## start

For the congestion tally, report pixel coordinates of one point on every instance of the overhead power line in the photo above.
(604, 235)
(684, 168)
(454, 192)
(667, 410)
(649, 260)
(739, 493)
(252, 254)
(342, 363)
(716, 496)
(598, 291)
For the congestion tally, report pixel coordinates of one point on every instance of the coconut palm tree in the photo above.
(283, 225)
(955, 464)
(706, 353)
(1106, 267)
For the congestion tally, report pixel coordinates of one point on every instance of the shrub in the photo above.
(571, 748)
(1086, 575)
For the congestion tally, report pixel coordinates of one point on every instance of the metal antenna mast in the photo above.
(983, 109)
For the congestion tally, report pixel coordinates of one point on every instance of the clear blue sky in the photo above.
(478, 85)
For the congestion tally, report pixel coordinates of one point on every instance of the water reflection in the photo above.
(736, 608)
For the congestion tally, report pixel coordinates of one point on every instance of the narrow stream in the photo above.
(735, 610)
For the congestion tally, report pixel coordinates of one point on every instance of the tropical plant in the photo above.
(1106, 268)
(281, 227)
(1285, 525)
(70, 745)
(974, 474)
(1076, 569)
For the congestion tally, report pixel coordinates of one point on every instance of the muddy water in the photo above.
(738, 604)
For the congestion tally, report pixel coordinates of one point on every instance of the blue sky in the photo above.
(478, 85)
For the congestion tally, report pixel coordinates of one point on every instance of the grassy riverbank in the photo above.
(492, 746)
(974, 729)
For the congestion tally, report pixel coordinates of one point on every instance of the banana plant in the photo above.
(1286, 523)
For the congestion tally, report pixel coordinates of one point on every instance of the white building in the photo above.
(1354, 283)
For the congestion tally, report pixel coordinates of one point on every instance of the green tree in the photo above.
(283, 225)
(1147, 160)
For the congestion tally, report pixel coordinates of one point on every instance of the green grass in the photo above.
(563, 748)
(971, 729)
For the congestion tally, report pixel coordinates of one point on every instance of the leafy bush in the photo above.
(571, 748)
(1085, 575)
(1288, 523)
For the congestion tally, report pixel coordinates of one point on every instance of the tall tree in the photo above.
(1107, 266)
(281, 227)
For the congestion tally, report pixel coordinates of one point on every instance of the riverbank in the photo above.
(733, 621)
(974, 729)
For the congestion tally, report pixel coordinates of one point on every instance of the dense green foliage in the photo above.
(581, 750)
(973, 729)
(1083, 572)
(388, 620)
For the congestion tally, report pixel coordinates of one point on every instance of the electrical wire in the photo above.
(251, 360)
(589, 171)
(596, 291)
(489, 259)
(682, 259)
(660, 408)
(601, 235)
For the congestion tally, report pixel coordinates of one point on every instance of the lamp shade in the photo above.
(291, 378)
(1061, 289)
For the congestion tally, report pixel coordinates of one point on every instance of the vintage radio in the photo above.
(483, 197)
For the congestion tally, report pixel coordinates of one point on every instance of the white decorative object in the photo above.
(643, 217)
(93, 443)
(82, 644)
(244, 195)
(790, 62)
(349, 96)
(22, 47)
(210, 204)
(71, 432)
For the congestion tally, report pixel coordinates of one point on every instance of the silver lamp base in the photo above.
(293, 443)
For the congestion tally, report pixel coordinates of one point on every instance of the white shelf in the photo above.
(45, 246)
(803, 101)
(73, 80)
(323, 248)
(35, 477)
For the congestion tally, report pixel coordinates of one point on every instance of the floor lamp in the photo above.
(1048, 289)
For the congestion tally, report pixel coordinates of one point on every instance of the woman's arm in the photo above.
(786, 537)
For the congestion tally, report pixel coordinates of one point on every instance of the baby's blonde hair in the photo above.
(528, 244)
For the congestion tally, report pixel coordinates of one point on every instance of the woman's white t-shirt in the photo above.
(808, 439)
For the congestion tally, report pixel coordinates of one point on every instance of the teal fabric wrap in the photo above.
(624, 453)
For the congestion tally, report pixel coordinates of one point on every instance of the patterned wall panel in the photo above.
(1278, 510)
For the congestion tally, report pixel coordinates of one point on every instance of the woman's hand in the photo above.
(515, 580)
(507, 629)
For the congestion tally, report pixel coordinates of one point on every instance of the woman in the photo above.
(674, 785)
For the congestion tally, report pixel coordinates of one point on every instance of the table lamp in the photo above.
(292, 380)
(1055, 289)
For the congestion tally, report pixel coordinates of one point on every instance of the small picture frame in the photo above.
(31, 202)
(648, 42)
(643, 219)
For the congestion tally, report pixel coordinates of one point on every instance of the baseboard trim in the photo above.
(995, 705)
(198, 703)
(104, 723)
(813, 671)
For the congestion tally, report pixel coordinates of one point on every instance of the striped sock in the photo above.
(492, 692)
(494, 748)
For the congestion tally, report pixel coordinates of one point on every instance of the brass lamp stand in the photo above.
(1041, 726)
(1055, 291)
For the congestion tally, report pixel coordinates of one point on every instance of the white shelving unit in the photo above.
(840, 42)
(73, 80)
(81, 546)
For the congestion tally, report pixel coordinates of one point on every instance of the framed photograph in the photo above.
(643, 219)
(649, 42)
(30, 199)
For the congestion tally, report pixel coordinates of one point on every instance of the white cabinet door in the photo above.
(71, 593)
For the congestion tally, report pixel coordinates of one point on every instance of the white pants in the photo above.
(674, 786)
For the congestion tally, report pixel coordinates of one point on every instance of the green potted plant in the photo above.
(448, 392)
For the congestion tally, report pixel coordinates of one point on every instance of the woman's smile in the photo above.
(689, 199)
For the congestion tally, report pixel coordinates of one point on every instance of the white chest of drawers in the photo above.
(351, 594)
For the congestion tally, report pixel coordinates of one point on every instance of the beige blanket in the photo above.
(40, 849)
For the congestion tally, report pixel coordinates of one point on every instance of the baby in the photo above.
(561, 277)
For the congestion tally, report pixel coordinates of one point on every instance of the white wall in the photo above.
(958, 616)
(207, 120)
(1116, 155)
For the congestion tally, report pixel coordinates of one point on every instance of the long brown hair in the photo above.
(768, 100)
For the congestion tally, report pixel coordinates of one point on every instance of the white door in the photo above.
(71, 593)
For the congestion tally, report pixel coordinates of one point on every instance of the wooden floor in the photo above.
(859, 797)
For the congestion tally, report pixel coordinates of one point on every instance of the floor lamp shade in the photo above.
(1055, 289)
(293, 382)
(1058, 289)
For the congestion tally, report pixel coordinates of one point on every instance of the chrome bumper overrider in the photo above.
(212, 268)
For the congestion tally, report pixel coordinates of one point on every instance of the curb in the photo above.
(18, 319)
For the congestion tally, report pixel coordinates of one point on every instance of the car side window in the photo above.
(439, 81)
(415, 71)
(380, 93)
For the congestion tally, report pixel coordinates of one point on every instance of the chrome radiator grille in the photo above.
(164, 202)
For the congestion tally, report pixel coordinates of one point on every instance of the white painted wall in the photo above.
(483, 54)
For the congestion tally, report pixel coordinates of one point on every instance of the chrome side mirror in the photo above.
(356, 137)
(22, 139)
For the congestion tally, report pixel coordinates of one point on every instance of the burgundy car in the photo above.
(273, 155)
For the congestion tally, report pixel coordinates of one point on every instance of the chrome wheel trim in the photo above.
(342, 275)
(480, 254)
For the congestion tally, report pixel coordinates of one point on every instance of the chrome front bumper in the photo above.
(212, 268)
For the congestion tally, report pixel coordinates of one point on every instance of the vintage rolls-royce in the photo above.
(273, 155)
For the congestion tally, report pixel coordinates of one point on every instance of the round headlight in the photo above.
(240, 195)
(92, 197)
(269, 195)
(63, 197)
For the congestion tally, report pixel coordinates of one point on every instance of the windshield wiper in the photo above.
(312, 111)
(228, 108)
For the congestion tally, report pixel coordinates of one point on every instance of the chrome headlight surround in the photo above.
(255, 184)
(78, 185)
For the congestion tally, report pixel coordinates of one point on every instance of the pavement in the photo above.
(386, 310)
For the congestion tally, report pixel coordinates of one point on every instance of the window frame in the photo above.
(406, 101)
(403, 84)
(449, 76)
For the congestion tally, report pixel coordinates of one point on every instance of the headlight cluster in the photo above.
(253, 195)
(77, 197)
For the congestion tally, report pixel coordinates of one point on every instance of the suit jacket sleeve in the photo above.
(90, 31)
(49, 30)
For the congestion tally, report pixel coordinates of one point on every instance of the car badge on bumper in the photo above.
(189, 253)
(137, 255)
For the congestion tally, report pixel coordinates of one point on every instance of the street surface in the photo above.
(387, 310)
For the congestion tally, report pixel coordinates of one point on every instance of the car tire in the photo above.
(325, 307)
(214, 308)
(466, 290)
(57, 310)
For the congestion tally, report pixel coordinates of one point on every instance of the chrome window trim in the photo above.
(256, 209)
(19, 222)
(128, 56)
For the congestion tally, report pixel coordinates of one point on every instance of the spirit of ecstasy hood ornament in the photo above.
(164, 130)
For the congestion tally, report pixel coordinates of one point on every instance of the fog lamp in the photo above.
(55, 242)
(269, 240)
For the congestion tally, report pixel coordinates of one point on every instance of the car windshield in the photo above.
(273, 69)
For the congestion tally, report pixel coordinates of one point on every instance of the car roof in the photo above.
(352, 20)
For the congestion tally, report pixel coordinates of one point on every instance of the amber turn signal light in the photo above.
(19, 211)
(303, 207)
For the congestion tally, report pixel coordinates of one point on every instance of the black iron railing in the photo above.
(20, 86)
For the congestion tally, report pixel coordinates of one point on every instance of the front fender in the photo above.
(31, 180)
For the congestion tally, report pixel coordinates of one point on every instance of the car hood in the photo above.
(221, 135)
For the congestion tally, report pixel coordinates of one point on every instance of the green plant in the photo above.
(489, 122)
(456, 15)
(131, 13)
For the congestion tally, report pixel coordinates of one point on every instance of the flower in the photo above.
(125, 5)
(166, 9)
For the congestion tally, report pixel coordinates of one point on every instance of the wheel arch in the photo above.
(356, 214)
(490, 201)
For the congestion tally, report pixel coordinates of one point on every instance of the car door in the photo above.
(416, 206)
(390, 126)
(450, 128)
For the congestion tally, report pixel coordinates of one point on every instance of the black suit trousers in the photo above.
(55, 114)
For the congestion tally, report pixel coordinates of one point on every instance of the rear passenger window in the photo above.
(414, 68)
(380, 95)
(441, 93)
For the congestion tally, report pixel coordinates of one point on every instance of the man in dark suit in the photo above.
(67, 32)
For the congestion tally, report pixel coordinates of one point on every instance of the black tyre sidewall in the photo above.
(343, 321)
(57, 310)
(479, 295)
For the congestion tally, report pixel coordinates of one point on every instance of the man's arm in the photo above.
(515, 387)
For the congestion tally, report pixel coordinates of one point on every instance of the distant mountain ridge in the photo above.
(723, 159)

## end

WHAT TO WORK ON: Repeat word for word the entries from the line containing "passenger window in the photo above." up to and including the final line of the entries.

ANSWER FOR THIS EXERCISE:
For the congestion tally, report pixel coordinates of one point on every instance of the rear passenger window in the photo above.
(414, 68)
(380, 95)
(441, 93)
For the congestion tally, report pixel coordinates of one point on every instance of the man in dark suit in the photo above.
(67, 32)
For the congestion tally, report pixel coordinates of one point on every instance of the black tyre sidewall in the photo above.
(343, 321)
(57, 310)
(479, 295)
For the congestion tally, report pixel coordinates of one point on every instance of the man's arm in the photo above.
(515, 387)
For the congestion tally, report pixel coordinates of one point on every instance of the distant mountain ridge in the photo above.
(723, 159)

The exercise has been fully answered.